#### INSTRUCTIONS FOR THE TASK:
Recast the items below as a two-column CSV with the header row item,answer. Give one row per item, with the item's text and its answer each in a single quoted field and every line break replaced by a space.

-- start --

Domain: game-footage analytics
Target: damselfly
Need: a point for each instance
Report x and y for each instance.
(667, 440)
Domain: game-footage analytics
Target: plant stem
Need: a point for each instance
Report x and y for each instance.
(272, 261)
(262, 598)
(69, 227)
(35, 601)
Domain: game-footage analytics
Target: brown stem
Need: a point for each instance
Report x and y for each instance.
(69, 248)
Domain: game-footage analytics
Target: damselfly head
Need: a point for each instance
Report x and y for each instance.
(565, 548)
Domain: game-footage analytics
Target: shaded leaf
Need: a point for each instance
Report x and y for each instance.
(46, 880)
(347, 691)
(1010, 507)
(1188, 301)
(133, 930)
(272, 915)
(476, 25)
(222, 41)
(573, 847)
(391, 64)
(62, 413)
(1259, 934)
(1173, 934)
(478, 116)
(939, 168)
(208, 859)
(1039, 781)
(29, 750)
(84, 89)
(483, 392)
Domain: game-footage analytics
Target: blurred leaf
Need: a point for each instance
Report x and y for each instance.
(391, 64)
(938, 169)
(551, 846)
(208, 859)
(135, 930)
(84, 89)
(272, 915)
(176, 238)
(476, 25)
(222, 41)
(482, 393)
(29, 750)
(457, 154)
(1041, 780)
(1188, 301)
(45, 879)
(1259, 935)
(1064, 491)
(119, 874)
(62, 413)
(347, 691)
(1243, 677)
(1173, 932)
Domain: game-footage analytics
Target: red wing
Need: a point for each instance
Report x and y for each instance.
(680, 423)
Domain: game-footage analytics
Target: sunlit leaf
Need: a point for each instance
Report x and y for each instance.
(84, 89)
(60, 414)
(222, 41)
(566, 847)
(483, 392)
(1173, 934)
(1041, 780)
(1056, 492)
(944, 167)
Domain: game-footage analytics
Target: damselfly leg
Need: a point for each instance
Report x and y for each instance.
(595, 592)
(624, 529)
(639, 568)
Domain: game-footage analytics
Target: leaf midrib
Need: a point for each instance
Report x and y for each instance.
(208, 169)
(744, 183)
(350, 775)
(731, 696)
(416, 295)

-- end --

#### ANSWER TO THE EXERCISE:
item,answer
"Domain: game-footage analytics Target: damselfly Need: a point for each instance Report x and y for each instance.","(667, 440)"
"Domain: game-footage analytics Target: plant stem Need: a point for each instance Report x and y for each instance.","(272, 261) (262, 598) (69, 227) (35, 601)"
"Domain: game-footage analytics Target: brown stem Need: a point for each instance Report x and y for each instance.","(69, 248)"
"Domain: game-footage analytics Target: damselfly head Need: a point for each instance Report x and y for each instance.","(565, 548)"
"Domain: game-footage analytics Target: shaded leaf Need: a point for each instance Report x and y for each instance.","(46, 880) (347, 691) (1010, 507) (1188, 301) (133, 930) (272, 915) (476, 25) (222, 41) (573, 847) (391, 64) (62, 413) (1259, 934) (1173, 934) (478, 116) (939, 168) (208, 859) (1039, 781) (29, 750) (84, 89) (483, 392)"
"Domain: game-footage analytics Target: blurred leaf Need: a point for each instance Report x and y for each instance.","(391, 64) (938, 169) (551, 846) (208, 859) (135, 930) (84, 89) (272, 915) (176, 238) (476, 25) (222, 41) (482, 393) (29, 750) (457, 154) (1041, 780) (1188, 301) (45, 879) (1259, 935) (1064, 491) (119, 874) (62, 413) (347, 691) (1243, 677) (1173, 932)"
"Domain: game-footage analytics Target: red wing Need: a point for each instance Report x and y for each instance.","(680, 423)"
"Domain: game-footage analytics Target: sunlit leaf Need: a point for each instance Report x and y for each instance.","(84, 89) (60, 414) (222, 41) (566, 847) (483, 392) (1173, 934) (1041, 780) (1056, 492) (944, 167)"
"Domain: game-footage analytics Target: damselfly leg Need: a point for each instance Report x and y for each instance.","(595, 592) (624, 529) (639, 568)"
"Domain: game-footage analytics Target: leaf midrib Need: a point for each instance Report x and y for each instance.","(208, 169) (744, 183) (350, 775) (731, 696) (416, 295)"